* _RECORD EXTRACTS_:

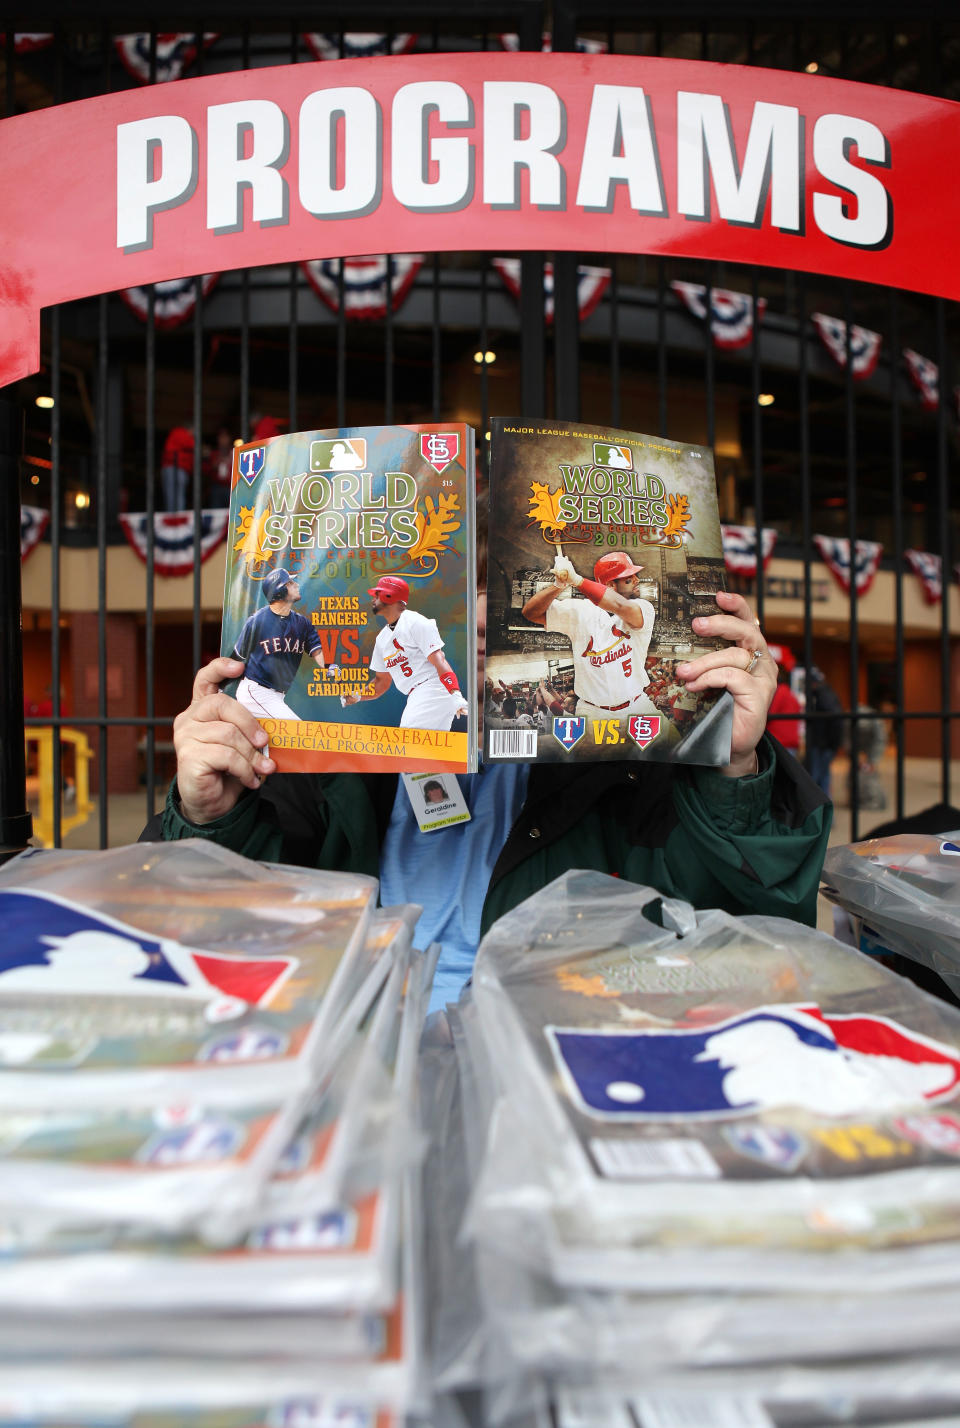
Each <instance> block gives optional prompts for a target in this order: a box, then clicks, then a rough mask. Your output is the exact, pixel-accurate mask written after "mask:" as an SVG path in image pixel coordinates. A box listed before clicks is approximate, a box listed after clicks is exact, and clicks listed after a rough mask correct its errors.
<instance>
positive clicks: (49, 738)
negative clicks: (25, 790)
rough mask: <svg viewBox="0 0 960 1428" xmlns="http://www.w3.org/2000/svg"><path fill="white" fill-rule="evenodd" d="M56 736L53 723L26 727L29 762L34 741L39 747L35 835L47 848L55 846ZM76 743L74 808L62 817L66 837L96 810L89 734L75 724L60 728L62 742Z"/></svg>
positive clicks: (92, 751) (75, 751) (65, 836)
mask: <svg viewBox="0 0 960 1428" xmlns="http://www.w3.org/2000/svg"><path fill="white" fill-rule="evenodd" d="M53 738H54V730H53V728H49V727H40V728H29V730H26V745H27V765H30V764H31V758H30V755H31V745H33V748H36V770H37V793H39V800H40V811H39V813H37V815H36V817H34V820H33V835H34V838H36V840H37V843H41V844H43V845H44V847H46V848H50V847H53V800H54V797H56V793H57V791H56V788H54V787H53ZM64 744H71V745H73V780H74V783H73V788H74V800H73V811H71V813H70V814H64V815H61V818H60V835H61V837H66V835H67V834H69V833H70V831H71V828H79V827H80V824H81V823H86V821H87V818H89V817H90V814H91V813H93V804H91V803H90V760H91V758H93V750H91V748H90V741H89V740H87V735H86V734H81V733H80V731H79V730H74V728H61V730H60V745H61V747H63V745H64Z"/></svg>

* _TASK DETAILS_: Starting at the beginning of the items and stopping after the line that contains "positive clicks: (92, 751)", express those lines as a Markdown table with the columns Row and Text. Put a row number in the first column and each line in the second, omit blank lines, and leave the pictures out.

* _SOLUTION BELOW_:
| Row | Text |
|---|---|
| 1 | Each <instance> block gives optional prompts for a target in this order: a box, then clicks, then a rough mask. Your output is the exact, pixel-accurate mask written after "mask:" as an SVG path in image pixel coordinates. A box listed before clicks is approximate, a box listed after clicks is exact, and clicks listed after a rough mask correct its errors. |
| 2 | <instance> |
| 3 | positive clicks: (49, 738) |
| 4 | negative clicks: (25, 790) |
| 5 | rough mask: <svg viewBox="0 0 960 1428" xmlns="http://www.w3.org/2000/svg"><path fill="white" fill-rule="evenodd" d="M56 736L53 723L26 727L29 762L34 741L39 747L35 835L47 848L55 846ZM76 743L74 808L62 817L66 837L96 810L89 734L75 724L60 728L62 742Z"/></svg> |
| 6 | positive clicks: (92, 751) (75, 751) (65, 836) |